PROMPT 1: From the beekeeping thread, return the part that opens with the words containing "Here is probably" and closes with "the second time.".
PROMPT 2: According to the beekeeping thread, which two chemicals in particular need to be removed from the hives?

# new to bio beekeeping



## diane41 (Sep 27, 2005)

Can anyone recommend a book or other info source for bio beekeeping for a newbee?? How to shift over, the basics, etc. 

thanx
diane41


----------



## Michael Bush (Aug 2, 2002)

I don't know of any books.

Here is probably more depth than you wanted, but it's very detailed useful info:
http://www.beesource.com/pov/lusby/index.htm

Read it twice. It will make much more sense the second time.

And this is useful:
http://www.beesource.com/pov/simon/10principles.htm

And here are pictures of many things including top bar hives and foundationless frames:
http://www.bushfarms.com/bees.htm

This forum has been the most useful for me. One of the problems is there are many possible choices that will still work. Things like how deep (deep or medium) and wide the boxes are (ten frame or eight frame) what you use for comb building (small cell or foundationless). What you use for a comb guide if you do foundationless (blank starter strips, small cell starter strips, wooden starter strips, beveled etc.). You can do standard hives with frames or Top Bar hives.

IMO the crux of the matter is the bees need to build their own comb of the appropriate size. You can LET them, by not using foundation, or you can encourage them by using small cell foundation. If you want to LET them build their own cell sizes, then you need to do something for a comb guide (so they don't look like this: http://www.beesource.com/pov/simon/comb.jpg ). Otherwise, you need to buy small cell foundation and learn to wire and embed. http://www.beesource.com/eob/wire_embedder/index.htm

AND you need to get all the chemicals, in particular Apistan and Checkmite, out of your hives. These are mostly in the wax so if you don't buy foundation you should be ok.

I'd still learn to monitor Varroa mites so you can tell if what you are doing is working.


----------



## diane41 (Sep 27, 2005)

Thanx for the info, i have my research work cut out for me!!

diane


----------

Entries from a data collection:
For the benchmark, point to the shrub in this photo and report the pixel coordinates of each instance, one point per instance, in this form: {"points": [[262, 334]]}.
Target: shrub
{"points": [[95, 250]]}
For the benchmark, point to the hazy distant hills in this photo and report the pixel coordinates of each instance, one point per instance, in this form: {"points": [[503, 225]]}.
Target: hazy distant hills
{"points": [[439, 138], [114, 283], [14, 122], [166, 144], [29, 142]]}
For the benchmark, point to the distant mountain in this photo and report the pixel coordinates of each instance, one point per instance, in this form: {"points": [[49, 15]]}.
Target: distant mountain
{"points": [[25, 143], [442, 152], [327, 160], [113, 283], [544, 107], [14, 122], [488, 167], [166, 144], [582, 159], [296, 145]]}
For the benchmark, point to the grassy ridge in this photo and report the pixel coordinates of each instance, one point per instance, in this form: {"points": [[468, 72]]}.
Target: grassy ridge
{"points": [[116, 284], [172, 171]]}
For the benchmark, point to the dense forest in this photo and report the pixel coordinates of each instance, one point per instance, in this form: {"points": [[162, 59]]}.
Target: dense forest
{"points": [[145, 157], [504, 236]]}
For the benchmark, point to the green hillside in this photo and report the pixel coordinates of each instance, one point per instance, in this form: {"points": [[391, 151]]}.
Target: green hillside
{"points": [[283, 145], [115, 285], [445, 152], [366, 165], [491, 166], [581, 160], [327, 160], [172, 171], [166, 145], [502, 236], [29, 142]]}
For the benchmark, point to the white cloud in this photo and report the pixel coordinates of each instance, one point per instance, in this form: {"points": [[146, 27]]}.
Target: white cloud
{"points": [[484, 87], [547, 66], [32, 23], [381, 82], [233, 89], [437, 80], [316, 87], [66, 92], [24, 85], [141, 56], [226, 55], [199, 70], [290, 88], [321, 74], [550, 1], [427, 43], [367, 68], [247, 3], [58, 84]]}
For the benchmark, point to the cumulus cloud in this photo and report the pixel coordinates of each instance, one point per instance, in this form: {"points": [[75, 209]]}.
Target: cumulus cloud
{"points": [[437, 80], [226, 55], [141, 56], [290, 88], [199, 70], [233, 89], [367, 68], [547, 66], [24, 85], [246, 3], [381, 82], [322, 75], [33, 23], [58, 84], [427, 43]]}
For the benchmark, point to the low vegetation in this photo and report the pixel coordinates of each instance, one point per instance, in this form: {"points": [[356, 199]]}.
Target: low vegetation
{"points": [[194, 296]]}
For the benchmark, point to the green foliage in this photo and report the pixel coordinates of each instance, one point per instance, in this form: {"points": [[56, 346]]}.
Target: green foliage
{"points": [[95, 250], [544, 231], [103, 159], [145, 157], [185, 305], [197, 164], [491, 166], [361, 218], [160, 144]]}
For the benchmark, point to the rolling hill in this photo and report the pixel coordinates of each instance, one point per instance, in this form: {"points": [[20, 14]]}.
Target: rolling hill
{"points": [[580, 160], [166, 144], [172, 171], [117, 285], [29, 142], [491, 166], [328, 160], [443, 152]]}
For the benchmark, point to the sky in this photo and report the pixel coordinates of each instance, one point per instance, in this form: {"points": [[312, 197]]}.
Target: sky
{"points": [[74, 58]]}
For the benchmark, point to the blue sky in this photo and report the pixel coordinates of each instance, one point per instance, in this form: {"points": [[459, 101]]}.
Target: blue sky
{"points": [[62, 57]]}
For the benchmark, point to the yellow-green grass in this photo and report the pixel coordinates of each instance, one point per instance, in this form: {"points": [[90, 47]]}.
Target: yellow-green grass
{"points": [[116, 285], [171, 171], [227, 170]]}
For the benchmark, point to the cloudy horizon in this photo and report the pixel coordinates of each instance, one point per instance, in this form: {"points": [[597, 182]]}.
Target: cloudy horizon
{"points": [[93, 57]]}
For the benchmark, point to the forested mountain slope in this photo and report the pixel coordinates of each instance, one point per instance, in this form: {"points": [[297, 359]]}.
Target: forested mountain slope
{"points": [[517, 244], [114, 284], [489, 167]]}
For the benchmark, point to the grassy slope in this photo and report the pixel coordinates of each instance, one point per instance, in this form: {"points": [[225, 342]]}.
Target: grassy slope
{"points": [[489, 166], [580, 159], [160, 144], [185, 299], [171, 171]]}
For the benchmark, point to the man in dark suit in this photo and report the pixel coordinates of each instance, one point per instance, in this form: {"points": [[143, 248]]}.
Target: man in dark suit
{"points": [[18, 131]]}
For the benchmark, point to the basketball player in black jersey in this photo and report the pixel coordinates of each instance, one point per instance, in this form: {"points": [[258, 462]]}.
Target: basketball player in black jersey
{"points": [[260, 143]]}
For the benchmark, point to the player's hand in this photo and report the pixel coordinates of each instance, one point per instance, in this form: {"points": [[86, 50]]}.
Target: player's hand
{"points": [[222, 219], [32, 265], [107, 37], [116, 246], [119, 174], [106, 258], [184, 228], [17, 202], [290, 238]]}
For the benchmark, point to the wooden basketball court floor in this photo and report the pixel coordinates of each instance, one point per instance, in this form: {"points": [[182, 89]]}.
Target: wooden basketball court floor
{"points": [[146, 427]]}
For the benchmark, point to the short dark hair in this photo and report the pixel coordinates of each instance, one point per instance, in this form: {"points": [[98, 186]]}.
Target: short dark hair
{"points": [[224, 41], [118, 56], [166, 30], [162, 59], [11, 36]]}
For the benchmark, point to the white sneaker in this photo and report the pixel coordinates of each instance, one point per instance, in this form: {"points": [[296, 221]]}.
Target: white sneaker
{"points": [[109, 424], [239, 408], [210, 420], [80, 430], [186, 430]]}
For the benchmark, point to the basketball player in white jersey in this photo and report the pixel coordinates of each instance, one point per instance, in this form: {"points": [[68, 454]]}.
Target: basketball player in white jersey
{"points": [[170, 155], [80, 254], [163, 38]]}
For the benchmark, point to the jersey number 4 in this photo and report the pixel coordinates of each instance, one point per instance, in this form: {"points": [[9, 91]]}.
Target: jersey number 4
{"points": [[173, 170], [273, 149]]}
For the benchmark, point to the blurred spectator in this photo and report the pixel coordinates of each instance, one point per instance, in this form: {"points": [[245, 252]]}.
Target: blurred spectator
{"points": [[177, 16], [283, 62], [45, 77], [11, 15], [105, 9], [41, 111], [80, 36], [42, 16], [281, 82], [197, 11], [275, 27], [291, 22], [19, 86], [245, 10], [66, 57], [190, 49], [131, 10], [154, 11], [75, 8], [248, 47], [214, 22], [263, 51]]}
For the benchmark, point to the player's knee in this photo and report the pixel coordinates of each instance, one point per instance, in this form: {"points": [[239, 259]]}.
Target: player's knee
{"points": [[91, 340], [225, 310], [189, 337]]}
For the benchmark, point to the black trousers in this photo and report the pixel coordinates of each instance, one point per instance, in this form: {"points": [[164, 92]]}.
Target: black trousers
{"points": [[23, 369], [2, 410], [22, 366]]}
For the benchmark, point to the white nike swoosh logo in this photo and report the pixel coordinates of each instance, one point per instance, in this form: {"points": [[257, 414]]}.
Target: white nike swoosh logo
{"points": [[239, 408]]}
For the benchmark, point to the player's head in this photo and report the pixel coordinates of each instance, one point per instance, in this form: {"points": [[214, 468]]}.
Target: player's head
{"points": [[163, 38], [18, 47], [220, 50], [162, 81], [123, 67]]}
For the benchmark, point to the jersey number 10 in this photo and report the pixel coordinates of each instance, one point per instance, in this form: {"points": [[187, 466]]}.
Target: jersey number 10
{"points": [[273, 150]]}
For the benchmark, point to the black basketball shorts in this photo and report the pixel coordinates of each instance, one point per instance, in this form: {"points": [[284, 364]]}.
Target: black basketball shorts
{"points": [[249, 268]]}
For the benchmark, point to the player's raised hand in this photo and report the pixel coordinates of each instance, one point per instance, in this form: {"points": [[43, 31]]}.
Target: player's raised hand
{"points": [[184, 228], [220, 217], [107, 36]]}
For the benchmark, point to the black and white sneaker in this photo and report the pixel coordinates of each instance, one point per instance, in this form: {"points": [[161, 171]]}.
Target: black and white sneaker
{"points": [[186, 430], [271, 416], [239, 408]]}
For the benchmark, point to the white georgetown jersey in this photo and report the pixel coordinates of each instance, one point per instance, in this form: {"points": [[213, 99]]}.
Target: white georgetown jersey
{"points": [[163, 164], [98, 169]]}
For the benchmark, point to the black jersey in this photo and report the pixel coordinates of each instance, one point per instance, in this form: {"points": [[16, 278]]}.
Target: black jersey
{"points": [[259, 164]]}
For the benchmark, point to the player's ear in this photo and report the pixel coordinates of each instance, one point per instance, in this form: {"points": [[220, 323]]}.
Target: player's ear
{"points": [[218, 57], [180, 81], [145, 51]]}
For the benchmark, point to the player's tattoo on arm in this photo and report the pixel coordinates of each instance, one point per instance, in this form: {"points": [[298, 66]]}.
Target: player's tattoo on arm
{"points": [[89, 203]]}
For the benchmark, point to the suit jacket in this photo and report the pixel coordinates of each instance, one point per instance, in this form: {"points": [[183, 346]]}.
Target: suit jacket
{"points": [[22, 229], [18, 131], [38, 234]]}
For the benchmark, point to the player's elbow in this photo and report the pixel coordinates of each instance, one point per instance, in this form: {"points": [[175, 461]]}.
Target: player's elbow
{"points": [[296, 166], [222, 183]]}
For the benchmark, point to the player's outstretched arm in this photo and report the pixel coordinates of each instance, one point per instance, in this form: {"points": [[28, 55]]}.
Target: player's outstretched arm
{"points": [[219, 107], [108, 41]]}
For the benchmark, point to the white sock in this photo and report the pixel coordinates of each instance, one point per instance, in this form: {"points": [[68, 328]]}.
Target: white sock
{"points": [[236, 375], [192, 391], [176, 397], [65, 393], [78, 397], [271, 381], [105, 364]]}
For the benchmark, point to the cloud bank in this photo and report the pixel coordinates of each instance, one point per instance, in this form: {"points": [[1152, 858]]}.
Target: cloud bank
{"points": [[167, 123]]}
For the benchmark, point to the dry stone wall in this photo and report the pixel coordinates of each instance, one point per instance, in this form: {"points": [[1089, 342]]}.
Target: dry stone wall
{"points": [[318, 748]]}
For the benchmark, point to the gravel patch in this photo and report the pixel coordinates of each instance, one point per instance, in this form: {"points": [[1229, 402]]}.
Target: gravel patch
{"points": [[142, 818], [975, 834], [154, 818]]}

EXERCISE OUTPUT 1:
Here is probably more depth than you wanted, but it's very detailed useful info:
http://www.beesource.com/pov/lusby/index.htm

Read it twice. It will make much more sense the second time.

EXERCISE OUTPUT 2: Apistan and Checkmite.